- _Task details_
Please output the lines of the data below as a numbered list, leaving out blank lines and the pictures.

- _Labeled-object pointing data_
════════════════
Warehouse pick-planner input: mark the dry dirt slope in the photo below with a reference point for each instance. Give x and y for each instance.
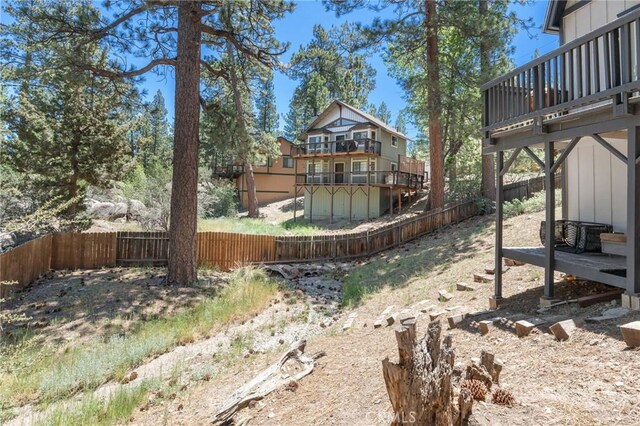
(590, 379)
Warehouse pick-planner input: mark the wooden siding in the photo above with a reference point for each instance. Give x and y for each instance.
(592, 16)
(597, 184)
(27, 262)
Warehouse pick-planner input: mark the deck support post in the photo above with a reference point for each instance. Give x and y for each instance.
(550, 220)
(633, 208)
(499, 217)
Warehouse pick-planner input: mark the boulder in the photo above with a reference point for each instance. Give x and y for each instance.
(101, 210)
(7, 240)
(631, 333)
(563, 330)
(136, 209)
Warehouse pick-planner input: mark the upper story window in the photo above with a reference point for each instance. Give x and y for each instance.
(361, 135)
(287, 162)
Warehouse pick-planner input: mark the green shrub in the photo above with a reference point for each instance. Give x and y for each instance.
(218, 198)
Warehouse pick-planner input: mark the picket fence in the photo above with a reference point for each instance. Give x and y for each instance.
(223, 250)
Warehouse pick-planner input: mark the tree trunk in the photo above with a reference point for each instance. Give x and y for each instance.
(419, 386)
(488, 181)
(252, 196)
(184, 185)
(434, 106)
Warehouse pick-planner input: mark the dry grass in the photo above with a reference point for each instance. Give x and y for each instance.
(46, 375)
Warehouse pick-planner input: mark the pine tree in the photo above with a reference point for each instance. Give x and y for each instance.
(265, 104)
(383, 113)
(167, 34)
(401, 122)
(160, 132)
(69, 131)
(332, 66)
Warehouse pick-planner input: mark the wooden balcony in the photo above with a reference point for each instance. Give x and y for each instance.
(367, 147)
(394, 179)
(600, 71)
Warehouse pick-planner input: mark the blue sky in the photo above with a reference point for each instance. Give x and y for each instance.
(296, 28)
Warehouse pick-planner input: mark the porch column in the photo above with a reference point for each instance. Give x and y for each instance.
(633, 204)
(550, 220)
(499, 217)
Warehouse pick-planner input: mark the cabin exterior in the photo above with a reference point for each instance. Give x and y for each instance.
(274, 179)
(579, 103)
(354, 166)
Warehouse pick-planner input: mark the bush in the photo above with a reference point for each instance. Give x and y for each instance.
(217, 198)
(153, 189)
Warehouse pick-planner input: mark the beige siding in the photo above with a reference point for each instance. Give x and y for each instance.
(592, 16)
(322, 203)
(597, 184)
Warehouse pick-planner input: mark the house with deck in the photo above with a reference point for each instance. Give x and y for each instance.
(355, 166)
(274, 178)
(580, 105)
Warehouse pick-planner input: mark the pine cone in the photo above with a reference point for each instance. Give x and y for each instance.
(478, 389)
(503, 397)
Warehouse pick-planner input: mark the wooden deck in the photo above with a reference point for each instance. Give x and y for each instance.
(597, 267)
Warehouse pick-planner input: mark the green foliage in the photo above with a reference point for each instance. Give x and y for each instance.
(332, 66)
(94, 411)
(218, 199)
(153, 188)
(67, 129)
(265, 104)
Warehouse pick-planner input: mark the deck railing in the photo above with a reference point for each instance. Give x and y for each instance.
(600, 66)
(348, 146)
(394, 177)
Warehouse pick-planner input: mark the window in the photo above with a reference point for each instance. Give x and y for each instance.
(360, 135)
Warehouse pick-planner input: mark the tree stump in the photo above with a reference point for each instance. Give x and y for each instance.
(419, 385)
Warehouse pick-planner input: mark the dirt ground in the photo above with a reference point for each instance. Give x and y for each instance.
(78, 306)
(589, 379)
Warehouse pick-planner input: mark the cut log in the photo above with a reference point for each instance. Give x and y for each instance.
(419, 385)
(292, 366)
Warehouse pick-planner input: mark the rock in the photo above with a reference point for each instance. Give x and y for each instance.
(563, 330)
(631, 333)
(405, 314)
(129, 377)
(136, 209)
(434, 315)
(444, 296)
(511, 262)
(524, 328)
(392, 318)
(485, 326)
(349, 322)
(609, 314)
(482, 278)
(7, 240)
(455, 320)
(465, 287)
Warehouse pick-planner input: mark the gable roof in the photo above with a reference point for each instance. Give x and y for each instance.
(368, 117)
(553, 18)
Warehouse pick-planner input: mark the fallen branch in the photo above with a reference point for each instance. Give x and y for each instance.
(292, 366)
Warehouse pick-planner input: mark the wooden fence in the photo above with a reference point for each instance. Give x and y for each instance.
(226, 250)
(357, 244)
(25, 263)
(526, 188)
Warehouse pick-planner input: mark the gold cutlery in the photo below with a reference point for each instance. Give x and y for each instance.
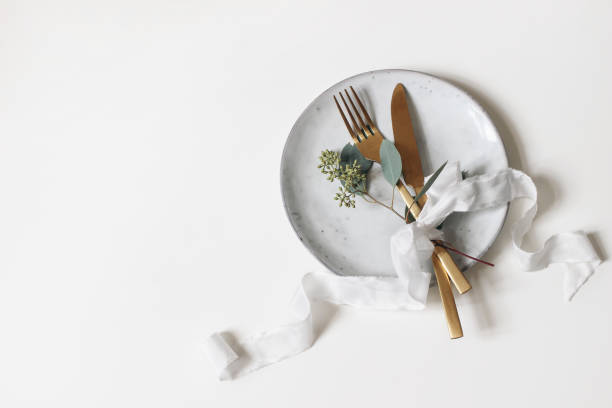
════════════════
- _Exercise answer_
1. Warehouse pick-planner input: mark the dry dirt slope in the photo below with a reference point for each instance. Give x and y for each instance.
2. (590, 379)
3. Warehouse pick-planner input: mark the wooden siding in the photo above with a reference point for each instance. Give x and y for each instance.
4. (592, 16)
5. (597, 184)
6. (27, 262)
7. Warehouse pick-planner input: mark the deck support post in the photo above with a reference point for each instance. Give x and y for each instance.
8. (550, 220)
9. (633, 208)
10. (499, 217)
11. Warehouse pick-planner input: mark the boulder in the photo above with a reference point for each instance. Give x and y for each instance.
12. (101, 210)
13. (7, 240)
14. (631, 333)
15. (563, 330)
16. (136, 209)
17. Warehouse pick-planner input: mark the upper story window in the photo above with a reference point for each instance. Give x and y for each instance.
18. (361, 135)
19. (287, 162)
20. Warehouse pick-planner input: mark the green shrub in the photo above with a reference point for each instance. Give x and y for each instance.
21. (218, 198)
22. Warehouse pick-planner input: mark the picket fence in the photo above with a reference point for each instance. Give x and y for each instance.
23. (223, 250)
24. Warehouse pick-planner input: mark the tree trunk in the photo above with a reference point for each instance. Give x and y for each instance.
25. (419, 386)
26. (488, 181)
27. (252, 196)
28. (184, 185)
29. (434, 106)
30. Warehouse pick-planner input: mark the dry grass in the photo above with a reference point for each instance. Give x and y for each instance.
31. (46, 375)
32. Warehouse pick-planner input: mark the pine tree in the photo above with a reference point for each instance. Give x and y for each instance.
33. (265, 104)
34. (383, 113)
35. (167, 34)
36. (401, 122)
37. (160, 132)
38. (69, 131)
39. (332, 66)
40. Warehouse pick-planner input: mark the wooden balcony in the photo above with a reference point for each instance. Give x and y for each instance.
41. (367, 147)
42. (394, 179)
43. (600, 71)
44. Warehouse pick-planner input: mark the blue sky in the photo above with a reference point for each instance. Give x and y for each instance.
45. (296, 28)
46. Warehouse pick-planner input: mark the porch column in the photo above with a reference point for each instance. Give x and y for each instance.
47. (633, 204)
48. (550, 220)
49. (499, 217)
50. Warehouse pick-planner input: mark the cabin exterior in the photo above with a reference point for each instance. Give x and y for each instance.
51. (274, 179)
52. (579, 103)
53. (354, 166)
54. Warehouse pick-planner input: mark the bush in the photo above with a reference point for each instance. Give x and y for each instance.
55. (217, 198)
56. (153, 189)
57. Warehouse pick-planner input: mark the beige siding in the photo above with a reference point for each instance. Give x and y for each instance.
58. (592, 16)
59. (322, 203)
60. (597, 184)
61. Warehouse pick-planner input: mark the house with deck in the photo above with a reference point for each instance. Give x and y for each instance.
62. (355, 166)
63. (274, 178)
64. (580, 105)
65. Warehouse pick-planner input: mark the pine cone in the photo above with a reference point for each instance. Give x and y for each instance.
66. (478, 389)
67. (503, 397)
68. Warehouse pick-planner input: mark the wooden deck in the photo above with a reference point for each instance. Give x and y for each instance.
69. (597, 267)
70. Warehouse pick-planner input: mark the green foliage in the photo above with a reference point for each instance. Give x and y for each instance.
71. (332, 66)
72. (94, 411)
73. (218, 199)
74. (153, 188)
75. (67, 129)
76. (265, 104)
77. Warehouse pick-planner input: mark the deck railing in the photo above with a reference point for each instance. Give x and y for each instance.
78. (600, 66)
79. (348, 146)
80. (394, 177)
81. Warehouse pick-planner input: mark the window in the photo above with a reference point for each instance. Give x and y for each instance.
82. (360, 135)
83. Warehouse pick-planner input: mark the tree stump in the photo above with a reference point for each instance. Give x and y for each instance.
84. (419, 385)
85. Warehouse pick-planner input: mark the dirt ground in the photo above with a reference point for each instance. Give x and y for each instance.
86. (78, 306)
87. (589, 379)
88. Warehouse pick-planner input: mark the cut log in the photo above with a reference point for each instance. Give x and y for each instance.
89. (419, 385)
90. (292, 366)
91. Warehouse pick-planner input: mark the rock in the photo above with a reference point for each instance. Give x and y for each instance.
92. (563, 330)
93. (631, 333)
94. (405, 314)
95. (129, 377)
96. (136, 209)
97. (434, 315)
98. (444, 296)
99. (511, 262)
100. (524, 328)
101. (392, 318)
102. (485, 326)
103. (349, 322)
104. (609, 314)
105. (482, 278)
106. (7, 240)
107. (455, 320)
108. (465, 287)
109. Warehouse pick-planner input: mark the gable roof in the photo above with a reference point for each instance. Give x and y for each instance.
110. (368, 117)
111. (553, 18)
112. Warehouse pick-planner input: mark the fallen branch in the photo above with a reference point for each instance. Give x and y for each instance.
113. (292, 366)
114. Warehouse pick-planner input: mark the wooden fence in the photo above with a reference point for each instance. Give x and y for each instance.
115. (226, 250)
116. (357, 244)
117. (25, 263)
118. (526, 188)
119. Warehouse pick-planner input: mark the gold cutlery in the photo below with a reference point for each instance. Give x and y for each instance.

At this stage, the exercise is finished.